### SHORT TASK
Retype the material below line for line, changing nothing.

### SOURCE MATERIAL
#####

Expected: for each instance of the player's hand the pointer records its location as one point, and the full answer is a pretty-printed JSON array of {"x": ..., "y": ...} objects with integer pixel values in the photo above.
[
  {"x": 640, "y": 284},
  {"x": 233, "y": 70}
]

#####

### TASK OUTPUT
Expected: for each instance of the player's hand the pointer records its location as one point, and the full answer is a pretty-printed JSON array of {"x": ..., "y": ...} objects with integer pixel values in the photo above.
[
  {"x": 640, "y": 284},
  {"x": 233, "y": 70}
]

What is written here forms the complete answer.